[Beispiele zur Maskenbeschriftung]
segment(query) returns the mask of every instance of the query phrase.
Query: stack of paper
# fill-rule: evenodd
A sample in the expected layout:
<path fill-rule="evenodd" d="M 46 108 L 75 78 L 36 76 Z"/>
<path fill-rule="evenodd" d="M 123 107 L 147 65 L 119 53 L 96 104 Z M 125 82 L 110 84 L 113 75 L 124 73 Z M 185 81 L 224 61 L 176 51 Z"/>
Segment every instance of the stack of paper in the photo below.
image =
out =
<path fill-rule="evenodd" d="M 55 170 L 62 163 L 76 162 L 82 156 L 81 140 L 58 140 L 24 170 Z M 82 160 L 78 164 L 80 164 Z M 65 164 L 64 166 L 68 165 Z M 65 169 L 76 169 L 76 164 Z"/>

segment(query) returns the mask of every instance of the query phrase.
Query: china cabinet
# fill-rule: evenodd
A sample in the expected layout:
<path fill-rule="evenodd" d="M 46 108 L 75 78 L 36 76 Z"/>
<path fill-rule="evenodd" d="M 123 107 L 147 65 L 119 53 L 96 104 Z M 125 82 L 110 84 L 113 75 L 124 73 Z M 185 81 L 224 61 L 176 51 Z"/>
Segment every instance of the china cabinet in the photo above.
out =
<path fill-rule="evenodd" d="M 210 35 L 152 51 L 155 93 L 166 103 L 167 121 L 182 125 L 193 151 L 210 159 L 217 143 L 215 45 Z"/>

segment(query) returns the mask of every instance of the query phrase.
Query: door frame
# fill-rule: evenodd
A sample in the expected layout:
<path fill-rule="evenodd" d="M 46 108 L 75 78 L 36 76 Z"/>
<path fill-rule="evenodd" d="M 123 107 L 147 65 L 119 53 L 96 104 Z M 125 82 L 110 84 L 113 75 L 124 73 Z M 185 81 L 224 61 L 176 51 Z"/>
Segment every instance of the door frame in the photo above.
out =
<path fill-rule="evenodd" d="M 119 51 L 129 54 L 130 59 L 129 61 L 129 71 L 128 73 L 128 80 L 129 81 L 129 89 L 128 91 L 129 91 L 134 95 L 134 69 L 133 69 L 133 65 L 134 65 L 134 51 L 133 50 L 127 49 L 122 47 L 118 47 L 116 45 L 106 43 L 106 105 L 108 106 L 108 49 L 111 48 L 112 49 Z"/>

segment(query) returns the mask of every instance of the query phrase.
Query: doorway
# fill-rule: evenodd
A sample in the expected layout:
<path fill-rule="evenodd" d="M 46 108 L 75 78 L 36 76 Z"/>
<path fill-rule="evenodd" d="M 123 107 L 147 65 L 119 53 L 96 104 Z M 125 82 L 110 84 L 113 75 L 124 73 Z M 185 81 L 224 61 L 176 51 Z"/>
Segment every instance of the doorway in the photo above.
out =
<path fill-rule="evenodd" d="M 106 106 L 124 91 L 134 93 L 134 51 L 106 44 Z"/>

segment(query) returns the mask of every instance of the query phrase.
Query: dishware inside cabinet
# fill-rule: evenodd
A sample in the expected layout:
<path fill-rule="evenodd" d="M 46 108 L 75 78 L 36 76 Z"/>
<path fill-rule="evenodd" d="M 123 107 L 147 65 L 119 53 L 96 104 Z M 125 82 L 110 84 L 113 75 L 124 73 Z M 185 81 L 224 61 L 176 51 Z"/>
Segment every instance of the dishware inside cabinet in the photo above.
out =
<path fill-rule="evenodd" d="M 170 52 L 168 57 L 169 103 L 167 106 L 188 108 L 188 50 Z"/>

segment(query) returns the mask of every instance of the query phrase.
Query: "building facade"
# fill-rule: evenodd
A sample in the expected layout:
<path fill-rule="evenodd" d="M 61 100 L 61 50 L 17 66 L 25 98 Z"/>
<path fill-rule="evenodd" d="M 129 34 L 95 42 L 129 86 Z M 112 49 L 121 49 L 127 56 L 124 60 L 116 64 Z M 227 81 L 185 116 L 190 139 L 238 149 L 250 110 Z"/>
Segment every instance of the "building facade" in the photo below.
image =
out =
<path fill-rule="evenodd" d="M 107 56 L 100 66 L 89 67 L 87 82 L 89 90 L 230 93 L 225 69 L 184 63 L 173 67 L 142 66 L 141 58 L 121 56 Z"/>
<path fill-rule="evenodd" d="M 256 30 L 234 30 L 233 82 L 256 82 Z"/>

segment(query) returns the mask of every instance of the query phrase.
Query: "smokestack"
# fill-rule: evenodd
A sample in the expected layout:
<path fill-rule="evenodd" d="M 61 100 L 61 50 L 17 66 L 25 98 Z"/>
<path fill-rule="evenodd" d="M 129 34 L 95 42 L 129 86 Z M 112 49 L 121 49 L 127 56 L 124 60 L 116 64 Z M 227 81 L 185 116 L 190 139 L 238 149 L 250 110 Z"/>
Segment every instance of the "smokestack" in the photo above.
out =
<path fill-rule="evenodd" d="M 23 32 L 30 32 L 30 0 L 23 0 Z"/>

GESTELLTE AUFGABE
Wie viele Zeilen der Datensätze enthalten die Zeichenfolge „cabinet“? Achte dabei auf Groß- und Kleinschreibung und gib nur die Zahl an.

ERGEBNIS DIESER AUFGABE
4